--- start of INFORMATION GIVEN ---

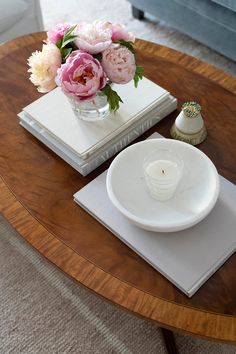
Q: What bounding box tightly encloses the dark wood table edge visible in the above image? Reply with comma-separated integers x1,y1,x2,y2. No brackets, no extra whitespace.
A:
0,32,236,344
0,177,236,344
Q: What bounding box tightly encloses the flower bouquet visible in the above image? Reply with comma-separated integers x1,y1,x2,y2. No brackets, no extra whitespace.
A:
28,21,143,120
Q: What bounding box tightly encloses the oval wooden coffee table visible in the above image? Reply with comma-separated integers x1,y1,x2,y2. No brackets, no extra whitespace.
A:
0,33,236,352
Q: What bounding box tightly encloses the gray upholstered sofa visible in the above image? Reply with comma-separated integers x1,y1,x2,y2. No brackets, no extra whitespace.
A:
129,0,236,60
0,0,43,43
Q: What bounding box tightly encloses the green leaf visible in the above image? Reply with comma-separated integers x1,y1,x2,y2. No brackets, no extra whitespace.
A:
102,84,123,112
61,48,72,62
61,36,77,48
113,39,135,54
134,65,144,88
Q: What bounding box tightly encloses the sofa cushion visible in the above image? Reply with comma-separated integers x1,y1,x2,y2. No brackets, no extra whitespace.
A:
0,0,29,32
211,0,236,12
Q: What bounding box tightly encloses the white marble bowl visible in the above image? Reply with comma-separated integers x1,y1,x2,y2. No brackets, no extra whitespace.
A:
106,139,219,232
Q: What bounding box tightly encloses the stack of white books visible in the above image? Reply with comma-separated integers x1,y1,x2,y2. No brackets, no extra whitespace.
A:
18,78,177,176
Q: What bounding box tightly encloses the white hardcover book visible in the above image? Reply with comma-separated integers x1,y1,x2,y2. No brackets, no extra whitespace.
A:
18,96,177,176
23,78,170,159
74,134,236,297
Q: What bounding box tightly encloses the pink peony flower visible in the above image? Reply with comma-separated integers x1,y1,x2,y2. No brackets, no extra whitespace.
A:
111,23,135,42
74,21,112,54
47,23,71,44
57,50,106,101
28,43,61,93
102,44,136,84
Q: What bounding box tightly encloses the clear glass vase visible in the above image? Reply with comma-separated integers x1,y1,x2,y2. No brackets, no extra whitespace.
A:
68,91,110,122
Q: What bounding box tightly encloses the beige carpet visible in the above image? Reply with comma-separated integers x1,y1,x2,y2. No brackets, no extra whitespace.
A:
40,0,236,76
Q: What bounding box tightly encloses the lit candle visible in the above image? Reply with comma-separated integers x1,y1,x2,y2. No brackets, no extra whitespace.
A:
144,151,182,201
146,160,179,181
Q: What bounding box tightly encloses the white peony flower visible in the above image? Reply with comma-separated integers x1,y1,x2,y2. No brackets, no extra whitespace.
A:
28,43,62,93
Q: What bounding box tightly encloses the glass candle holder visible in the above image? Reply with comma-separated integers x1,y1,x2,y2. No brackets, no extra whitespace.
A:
143,149,184,201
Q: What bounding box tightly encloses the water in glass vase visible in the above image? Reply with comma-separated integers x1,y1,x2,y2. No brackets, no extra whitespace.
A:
68,92,110,122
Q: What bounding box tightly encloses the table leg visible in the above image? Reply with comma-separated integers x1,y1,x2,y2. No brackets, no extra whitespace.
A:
161,327,178,354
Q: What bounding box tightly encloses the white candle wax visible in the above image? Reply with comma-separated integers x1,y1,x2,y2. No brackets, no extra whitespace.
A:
145,159,180,201
146,160,179,184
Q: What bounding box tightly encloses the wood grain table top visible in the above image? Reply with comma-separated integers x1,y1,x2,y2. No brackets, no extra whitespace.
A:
0,33,236,343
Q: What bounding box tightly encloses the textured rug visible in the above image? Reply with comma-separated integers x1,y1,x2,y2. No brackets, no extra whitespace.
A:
41,0,236,76
0,214,236,354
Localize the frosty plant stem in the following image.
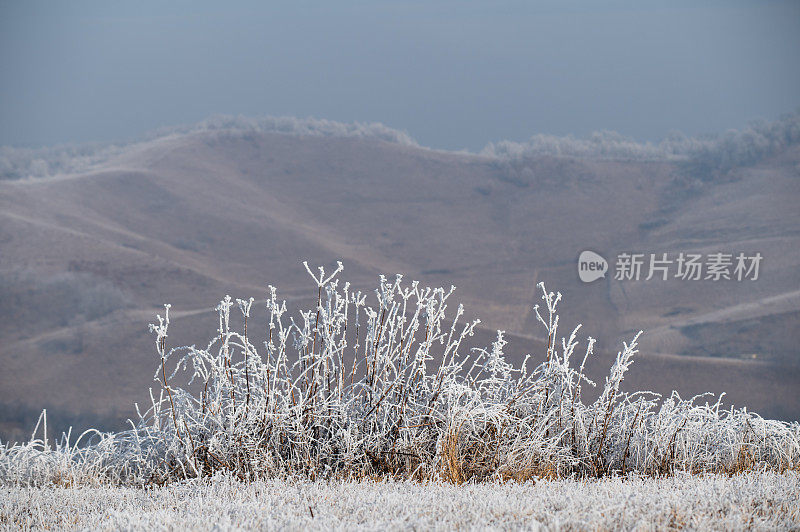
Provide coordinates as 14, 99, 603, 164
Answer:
0, 263, 800, 484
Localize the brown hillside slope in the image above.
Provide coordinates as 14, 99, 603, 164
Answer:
0, 132, 800, 437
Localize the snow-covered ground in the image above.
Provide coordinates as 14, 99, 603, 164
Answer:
0, 472, 800, 530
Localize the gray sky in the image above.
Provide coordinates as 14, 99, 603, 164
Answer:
0, 0, 800, 150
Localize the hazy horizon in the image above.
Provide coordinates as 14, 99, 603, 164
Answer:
0, 1, 800, 151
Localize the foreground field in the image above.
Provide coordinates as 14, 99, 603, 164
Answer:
0, 473, 800, 530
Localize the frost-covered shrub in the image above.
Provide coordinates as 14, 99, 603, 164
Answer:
0, 264, 800, 483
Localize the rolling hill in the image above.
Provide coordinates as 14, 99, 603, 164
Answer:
0, 120, 800, 440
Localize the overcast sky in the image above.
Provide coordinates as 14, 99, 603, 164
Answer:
0, 0, 800, 150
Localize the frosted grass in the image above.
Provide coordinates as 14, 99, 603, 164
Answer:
0, 472, 800, 530
0, 264, 800, 486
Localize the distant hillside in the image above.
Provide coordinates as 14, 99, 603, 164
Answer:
0, 116, 800, 438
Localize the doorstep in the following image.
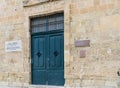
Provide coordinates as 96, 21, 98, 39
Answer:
29, 85, 64, 88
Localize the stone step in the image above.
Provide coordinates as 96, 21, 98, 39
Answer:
29, 85, 64, 88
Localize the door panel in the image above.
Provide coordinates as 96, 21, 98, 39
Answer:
32, 33, 64, 85
48, 34, 64, 70
32, 36, 47, 84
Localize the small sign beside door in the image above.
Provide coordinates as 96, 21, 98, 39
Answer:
5, 40, 22, 52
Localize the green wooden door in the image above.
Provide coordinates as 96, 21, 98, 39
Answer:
32, 33, 64, 85
31, 13, 64, 85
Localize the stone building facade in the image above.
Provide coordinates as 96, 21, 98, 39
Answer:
0, 0, 120, 88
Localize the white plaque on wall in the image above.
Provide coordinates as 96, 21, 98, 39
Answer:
5, 40, 22, 52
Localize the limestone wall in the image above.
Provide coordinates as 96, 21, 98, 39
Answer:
66, 0, 120, 88
0, 0, 120, 88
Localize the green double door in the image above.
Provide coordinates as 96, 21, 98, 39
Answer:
32, 32, 64, 85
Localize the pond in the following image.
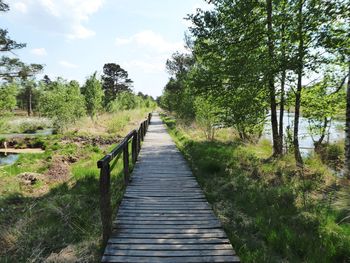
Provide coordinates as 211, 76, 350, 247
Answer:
262, 111, 345, 156
0, 129, 53, 138
0, 153, 19, 166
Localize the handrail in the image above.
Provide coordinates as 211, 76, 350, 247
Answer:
97, 113, 152, 246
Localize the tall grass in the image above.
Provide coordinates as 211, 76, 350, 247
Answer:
0, 111, 146, 262
163, 113, 350, 262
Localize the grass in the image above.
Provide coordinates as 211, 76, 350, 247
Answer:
67, 109, 149, 137
163, 113, 350, 262
0, 116, 52, 134
0, 111, 153, 262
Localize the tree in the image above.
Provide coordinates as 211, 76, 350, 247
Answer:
0, 82, 18, 117
39, 79, 85, 132
194, 97, 219, 141
0, 0, 43, 80
102, 63, 132, 106
301, 76, 345, 152
82, 72, 103, 119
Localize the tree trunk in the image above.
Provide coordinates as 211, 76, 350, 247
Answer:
27, 88, 32, 116
314, 117, 328, 152
279, 69, 286, 152
345, 60, 350, 179
278, 2, 286, 155
266, 0, 282, 157
293, 0, 304, 167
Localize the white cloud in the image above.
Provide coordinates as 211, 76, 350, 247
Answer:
9, 0, 104, 39
30, 47, 47, 56
67, 25, 96, 39
59, 60, 78, 68
123, 60, 165, 73
13, 2, 27, 13
115, 30, 184, 53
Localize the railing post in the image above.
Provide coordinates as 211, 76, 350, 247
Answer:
143, 121, 147, 139
140, 122, 145, 141
123, 142, 129, 185
137, 129, 141, 154
131, 131, 138, 163
100, 162, 112, 249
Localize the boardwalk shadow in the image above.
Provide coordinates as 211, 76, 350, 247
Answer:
175, 141, 350, 262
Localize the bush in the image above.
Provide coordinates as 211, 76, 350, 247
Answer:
39, 79, 86, 131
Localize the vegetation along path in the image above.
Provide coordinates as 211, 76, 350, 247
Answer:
102, 115, 239, 263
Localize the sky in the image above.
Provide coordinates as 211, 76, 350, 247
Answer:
0, 0, 211, 97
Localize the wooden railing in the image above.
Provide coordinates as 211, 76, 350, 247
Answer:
97, 113, 152, 248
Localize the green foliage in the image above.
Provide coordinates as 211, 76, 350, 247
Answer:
164, 115, 350, 262
194, 97, 219, 141
82, 72, 103, 118
39, 79, 86, 131
0, 82, 18, 117
301, 76, 346, 146
102, 63, 132, 106
108, 91, 156, 112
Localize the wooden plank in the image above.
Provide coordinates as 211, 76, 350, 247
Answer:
115, 219, 218, 226
102, 255, 239, 263
105, 250, 234, 257
102, 116, 239, 263
112, 234, 226, 239
117, 223, 221, 229
108, 244, 232, 250
113, 228, 226, 237
108, 236, 230, 245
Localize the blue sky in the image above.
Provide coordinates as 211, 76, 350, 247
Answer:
0, 0, 211, 96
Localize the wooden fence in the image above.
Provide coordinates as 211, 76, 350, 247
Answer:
97, 113, 152, 248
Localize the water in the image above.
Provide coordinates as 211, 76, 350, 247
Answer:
0, 129, 53, 138
0, 153, 19, 166
262, 112, 345, 156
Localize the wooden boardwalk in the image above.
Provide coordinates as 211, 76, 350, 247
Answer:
102, 114, 239, 263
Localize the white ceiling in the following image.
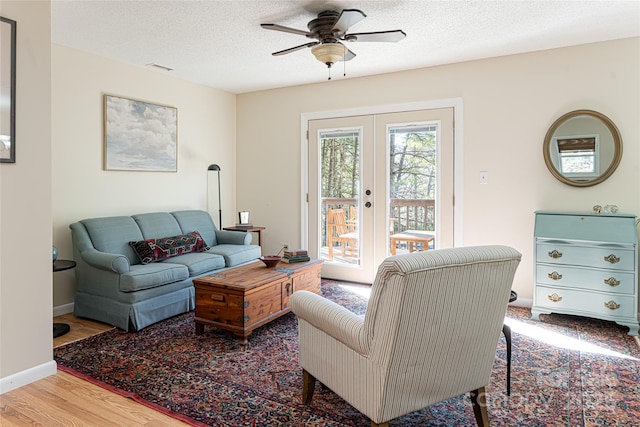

--- end of INFORMATION GIVEN ---

Please pull out every line of the records above that contains the word "railing" and copy each one in full.

[WRITTEN SOLUTION]
Localize the railing post in the image above.
Localize the wooden railing in the image above.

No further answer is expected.